INSTRUCTIONS TO FOLLOW:
Give the lines starting with the line that contains "like point(341, 19)." and going on through the line that contains "point(82, 258)" as a two-column CSV with the columns "entry" and "answer", one row per entry. Put each value in a single quoted field and replace any line breaks with spaces.

[Saved data entries]
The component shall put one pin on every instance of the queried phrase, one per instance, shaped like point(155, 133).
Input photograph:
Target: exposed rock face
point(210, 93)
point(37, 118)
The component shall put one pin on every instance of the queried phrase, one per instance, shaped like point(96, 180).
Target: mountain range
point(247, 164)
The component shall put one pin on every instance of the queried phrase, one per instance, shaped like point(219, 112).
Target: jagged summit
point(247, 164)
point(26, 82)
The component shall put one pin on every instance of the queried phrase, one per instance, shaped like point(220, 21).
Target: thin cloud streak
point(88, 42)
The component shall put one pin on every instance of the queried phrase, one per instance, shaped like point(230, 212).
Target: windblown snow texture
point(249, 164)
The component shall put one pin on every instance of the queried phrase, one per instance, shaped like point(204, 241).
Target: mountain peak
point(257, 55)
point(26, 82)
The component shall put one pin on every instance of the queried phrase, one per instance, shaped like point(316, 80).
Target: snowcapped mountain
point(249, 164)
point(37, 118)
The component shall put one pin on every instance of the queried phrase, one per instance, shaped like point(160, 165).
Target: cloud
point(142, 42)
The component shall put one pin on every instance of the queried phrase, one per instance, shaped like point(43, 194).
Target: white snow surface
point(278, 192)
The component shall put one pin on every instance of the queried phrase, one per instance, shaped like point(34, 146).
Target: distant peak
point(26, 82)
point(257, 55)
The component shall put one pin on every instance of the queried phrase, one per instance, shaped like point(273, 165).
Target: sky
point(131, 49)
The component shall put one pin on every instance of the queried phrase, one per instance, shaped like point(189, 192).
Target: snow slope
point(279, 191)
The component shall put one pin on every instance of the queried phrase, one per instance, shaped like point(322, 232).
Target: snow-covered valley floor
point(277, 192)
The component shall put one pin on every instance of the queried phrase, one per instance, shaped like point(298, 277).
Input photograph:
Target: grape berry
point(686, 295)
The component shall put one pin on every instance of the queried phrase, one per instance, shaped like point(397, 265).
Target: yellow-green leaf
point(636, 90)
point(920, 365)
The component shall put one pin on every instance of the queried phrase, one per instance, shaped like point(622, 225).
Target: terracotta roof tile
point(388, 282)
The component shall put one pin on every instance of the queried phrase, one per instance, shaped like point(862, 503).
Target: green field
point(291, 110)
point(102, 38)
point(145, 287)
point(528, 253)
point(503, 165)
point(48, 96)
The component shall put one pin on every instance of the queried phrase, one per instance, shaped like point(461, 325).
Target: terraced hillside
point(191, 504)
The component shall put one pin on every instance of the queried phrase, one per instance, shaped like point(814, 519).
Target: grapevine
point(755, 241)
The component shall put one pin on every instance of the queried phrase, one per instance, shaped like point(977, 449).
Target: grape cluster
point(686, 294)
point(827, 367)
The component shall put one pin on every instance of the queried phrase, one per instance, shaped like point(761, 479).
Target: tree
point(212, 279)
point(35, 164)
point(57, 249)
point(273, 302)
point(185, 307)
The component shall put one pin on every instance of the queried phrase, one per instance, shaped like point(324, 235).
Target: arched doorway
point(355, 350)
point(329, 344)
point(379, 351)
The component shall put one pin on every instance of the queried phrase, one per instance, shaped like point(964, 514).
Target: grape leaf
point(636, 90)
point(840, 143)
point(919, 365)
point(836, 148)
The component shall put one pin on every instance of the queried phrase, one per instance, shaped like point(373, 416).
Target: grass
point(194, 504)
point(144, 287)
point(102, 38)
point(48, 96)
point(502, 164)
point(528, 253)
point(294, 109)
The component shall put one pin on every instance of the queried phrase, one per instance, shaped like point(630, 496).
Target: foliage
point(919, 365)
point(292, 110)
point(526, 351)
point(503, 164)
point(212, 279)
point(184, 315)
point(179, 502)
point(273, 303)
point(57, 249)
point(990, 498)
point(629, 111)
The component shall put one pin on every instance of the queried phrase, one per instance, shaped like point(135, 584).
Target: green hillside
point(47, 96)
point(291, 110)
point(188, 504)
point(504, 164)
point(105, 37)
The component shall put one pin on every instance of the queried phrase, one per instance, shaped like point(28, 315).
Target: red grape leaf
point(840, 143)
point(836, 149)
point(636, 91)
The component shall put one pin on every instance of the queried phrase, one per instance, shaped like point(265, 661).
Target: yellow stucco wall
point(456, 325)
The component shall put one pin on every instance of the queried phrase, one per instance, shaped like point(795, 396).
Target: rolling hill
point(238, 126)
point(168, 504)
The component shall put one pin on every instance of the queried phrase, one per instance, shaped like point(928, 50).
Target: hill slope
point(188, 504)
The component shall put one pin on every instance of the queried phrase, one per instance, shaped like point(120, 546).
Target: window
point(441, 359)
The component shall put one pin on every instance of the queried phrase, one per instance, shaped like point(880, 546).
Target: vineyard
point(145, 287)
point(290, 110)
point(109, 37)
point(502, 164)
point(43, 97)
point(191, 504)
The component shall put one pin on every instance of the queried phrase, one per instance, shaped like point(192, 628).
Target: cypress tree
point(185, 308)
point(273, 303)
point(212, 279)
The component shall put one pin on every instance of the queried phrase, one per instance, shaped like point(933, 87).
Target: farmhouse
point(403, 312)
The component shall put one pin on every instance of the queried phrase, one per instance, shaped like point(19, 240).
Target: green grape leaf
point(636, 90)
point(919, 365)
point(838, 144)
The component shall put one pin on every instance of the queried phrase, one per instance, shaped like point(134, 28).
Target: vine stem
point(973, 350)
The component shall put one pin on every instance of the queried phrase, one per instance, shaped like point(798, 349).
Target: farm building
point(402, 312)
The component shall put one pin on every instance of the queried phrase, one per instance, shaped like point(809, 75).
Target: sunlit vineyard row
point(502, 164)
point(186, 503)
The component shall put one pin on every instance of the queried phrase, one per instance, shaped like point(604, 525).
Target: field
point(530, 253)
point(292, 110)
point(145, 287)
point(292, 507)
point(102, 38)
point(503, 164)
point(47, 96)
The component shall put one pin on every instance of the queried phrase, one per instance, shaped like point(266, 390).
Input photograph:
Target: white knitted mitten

==

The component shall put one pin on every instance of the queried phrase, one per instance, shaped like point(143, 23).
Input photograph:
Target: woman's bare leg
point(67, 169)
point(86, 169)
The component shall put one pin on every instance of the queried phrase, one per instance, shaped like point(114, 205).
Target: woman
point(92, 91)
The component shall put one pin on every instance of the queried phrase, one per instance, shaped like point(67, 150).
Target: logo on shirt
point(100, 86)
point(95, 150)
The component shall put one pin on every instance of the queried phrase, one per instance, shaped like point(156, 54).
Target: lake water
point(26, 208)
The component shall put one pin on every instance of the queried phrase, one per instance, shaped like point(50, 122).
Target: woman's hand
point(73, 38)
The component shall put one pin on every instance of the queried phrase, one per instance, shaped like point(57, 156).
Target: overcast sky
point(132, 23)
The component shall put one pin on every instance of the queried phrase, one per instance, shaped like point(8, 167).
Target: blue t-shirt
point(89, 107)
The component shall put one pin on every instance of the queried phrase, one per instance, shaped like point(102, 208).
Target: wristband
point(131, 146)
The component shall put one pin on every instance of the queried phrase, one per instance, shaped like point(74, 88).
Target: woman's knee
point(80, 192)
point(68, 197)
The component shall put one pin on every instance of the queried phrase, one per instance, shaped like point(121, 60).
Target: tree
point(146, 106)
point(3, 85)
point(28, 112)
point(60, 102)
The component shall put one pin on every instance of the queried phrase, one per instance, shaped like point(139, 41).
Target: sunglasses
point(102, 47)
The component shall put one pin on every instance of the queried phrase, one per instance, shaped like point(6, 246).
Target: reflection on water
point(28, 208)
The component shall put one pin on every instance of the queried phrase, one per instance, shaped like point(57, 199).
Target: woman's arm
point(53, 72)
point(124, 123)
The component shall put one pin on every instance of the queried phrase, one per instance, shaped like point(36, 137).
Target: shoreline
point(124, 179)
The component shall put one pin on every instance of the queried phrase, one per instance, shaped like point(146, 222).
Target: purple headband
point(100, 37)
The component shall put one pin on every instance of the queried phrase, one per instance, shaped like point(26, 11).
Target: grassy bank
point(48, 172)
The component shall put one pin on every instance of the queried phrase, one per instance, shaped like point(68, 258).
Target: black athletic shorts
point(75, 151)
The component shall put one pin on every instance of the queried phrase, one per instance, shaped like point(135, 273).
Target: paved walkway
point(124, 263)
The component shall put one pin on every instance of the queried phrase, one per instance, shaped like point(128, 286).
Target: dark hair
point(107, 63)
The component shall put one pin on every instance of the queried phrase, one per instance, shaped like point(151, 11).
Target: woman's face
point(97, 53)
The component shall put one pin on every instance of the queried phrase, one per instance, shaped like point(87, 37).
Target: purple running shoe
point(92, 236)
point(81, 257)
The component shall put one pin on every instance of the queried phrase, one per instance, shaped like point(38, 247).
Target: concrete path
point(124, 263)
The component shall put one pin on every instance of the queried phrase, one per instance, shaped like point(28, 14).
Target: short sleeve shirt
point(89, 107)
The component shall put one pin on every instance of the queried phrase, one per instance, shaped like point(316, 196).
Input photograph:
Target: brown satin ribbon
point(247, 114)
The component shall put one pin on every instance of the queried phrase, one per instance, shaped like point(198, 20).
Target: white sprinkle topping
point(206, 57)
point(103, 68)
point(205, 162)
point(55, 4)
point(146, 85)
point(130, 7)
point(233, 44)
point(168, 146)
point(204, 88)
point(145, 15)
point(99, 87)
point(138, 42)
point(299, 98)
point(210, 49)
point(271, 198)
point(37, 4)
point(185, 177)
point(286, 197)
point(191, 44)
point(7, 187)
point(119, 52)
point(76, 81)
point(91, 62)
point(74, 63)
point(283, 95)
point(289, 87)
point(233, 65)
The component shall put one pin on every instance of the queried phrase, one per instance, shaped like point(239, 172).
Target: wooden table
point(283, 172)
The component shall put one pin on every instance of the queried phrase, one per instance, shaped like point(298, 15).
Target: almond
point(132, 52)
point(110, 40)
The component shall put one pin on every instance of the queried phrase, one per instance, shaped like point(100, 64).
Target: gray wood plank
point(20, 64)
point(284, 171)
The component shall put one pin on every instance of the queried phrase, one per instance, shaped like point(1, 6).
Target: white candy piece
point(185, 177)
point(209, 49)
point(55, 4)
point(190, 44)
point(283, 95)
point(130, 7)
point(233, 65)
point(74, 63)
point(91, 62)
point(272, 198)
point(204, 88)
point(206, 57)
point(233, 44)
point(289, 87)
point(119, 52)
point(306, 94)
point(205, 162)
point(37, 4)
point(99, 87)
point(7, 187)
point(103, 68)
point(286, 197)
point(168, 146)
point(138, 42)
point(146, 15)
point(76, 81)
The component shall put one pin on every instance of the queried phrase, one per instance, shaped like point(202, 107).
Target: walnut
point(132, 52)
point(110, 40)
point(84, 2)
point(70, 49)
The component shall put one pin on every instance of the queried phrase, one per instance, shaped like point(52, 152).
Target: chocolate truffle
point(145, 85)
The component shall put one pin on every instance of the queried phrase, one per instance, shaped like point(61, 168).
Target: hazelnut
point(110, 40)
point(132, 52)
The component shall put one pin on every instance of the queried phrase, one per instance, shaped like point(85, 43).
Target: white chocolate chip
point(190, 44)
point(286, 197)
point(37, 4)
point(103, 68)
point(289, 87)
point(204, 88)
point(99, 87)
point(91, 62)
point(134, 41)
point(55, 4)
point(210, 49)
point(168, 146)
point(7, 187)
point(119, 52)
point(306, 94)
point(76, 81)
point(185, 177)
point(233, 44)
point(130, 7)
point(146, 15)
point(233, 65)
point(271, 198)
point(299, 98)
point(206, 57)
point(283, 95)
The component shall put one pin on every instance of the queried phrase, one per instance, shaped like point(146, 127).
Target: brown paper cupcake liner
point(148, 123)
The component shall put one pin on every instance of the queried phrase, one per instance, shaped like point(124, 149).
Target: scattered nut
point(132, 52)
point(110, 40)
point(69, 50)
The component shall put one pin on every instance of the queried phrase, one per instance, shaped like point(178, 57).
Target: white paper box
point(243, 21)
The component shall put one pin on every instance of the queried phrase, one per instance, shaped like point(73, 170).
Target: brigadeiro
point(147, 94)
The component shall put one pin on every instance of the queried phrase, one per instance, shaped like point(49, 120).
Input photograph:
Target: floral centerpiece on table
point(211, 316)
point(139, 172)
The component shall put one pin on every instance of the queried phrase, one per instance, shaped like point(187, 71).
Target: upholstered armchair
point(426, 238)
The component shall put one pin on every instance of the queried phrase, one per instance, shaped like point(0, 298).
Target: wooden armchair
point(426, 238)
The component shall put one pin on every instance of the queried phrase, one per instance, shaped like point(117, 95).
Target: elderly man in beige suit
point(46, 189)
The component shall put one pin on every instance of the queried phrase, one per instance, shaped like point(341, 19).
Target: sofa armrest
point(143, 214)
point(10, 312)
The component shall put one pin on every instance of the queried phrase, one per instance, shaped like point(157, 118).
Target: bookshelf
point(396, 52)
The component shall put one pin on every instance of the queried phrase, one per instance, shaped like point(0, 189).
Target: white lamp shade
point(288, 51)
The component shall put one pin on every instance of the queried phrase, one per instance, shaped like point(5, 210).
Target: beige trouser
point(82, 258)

--

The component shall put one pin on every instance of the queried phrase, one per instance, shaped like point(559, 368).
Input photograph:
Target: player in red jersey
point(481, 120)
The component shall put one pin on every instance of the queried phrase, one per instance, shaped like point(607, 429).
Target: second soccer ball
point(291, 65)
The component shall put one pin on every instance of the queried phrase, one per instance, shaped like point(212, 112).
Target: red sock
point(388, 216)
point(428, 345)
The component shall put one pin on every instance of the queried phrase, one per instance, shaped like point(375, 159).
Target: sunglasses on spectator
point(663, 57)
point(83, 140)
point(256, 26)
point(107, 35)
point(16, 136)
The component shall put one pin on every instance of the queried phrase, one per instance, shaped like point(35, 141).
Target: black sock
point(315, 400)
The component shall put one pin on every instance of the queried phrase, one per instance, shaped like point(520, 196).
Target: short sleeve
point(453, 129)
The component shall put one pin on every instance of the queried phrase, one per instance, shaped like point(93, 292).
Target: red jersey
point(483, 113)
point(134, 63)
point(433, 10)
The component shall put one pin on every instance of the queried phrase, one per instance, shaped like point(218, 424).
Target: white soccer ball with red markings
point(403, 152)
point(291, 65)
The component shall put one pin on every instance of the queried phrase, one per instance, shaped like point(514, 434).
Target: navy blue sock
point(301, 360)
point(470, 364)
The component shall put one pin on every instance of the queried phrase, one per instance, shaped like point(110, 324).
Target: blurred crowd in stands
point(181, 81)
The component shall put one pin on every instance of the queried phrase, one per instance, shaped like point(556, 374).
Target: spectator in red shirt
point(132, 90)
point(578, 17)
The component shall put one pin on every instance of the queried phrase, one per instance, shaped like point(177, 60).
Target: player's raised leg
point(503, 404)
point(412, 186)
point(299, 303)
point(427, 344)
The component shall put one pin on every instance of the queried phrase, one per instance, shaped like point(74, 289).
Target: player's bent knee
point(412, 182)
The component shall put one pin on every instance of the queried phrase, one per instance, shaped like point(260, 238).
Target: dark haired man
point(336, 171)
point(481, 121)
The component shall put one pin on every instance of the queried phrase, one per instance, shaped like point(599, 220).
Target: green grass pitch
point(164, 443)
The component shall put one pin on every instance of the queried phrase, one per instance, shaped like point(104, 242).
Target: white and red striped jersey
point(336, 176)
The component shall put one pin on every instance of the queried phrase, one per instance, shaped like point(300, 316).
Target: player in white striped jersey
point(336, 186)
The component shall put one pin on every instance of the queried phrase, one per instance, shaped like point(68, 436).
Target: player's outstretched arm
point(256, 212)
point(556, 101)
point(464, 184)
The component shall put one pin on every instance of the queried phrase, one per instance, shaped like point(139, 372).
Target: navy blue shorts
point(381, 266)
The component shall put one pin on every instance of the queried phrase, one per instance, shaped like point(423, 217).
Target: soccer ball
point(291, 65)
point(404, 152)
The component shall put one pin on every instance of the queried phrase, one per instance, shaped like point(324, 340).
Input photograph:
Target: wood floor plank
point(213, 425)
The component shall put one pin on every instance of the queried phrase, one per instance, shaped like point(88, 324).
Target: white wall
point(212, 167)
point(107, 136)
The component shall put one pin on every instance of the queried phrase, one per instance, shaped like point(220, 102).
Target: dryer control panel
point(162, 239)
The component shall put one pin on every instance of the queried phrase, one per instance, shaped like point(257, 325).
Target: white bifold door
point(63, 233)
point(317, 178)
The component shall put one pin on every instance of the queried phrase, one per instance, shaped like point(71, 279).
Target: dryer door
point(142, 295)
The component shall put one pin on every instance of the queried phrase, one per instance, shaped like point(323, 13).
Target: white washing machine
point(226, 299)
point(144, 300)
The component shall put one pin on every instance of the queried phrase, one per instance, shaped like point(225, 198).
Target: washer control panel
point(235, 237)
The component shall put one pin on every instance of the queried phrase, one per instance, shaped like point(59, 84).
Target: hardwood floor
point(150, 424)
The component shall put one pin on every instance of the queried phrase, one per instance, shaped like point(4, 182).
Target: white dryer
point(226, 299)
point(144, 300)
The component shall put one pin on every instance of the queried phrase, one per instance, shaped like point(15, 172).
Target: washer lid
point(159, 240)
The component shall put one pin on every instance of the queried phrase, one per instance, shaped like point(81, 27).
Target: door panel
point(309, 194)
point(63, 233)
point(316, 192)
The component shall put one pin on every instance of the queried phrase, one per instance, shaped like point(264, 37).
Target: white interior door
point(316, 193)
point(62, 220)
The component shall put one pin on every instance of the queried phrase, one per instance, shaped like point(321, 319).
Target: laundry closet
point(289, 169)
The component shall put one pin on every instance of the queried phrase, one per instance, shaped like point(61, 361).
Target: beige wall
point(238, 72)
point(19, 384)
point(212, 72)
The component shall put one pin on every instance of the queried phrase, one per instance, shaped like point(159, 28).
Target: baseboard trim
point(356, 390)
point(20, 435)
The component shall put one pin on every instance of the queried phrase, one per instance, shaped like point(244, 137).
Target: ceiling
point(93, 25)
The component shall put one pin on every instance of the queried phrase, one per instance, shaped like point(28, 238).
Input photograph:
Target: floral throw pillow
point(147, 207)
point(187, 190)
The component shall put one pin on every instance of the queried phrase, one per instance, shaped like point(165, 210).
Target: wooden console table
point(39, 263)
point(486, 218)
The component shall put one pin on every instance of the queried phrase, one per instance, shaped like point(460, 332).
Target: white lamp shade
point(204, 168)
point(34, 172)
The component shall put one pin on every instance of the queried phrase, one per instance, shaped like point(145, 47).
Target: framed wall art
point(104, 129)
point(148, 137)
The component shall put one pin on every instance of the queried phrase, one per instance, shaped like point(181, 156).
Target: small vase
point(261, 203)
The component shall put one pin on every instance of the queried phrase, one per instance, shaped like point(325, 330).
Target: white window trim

ANSWER TO THE TASK:
entry,answer
"The component shall put one pin on every instance of the queried phrase, one per instance, shaped like point(341, 19). Target: sofa armrest","point(143, 214) point(10, 312)"
"The component shall put one pin on every instance of the queried phrase, one per instance, shaped like point(157, 118). Target: bookshelf","point(396, 52)"
"The component shall put one pin on every instance of the queried phrase, one per instance, shaped like point(0, 189). Target: white lamp shade","point(288, 51)"
"The component shall put one pin on every instance of the queried phrase, one per instance, shaped like point(5, 210). Target: beige trouser","point(82, 258)"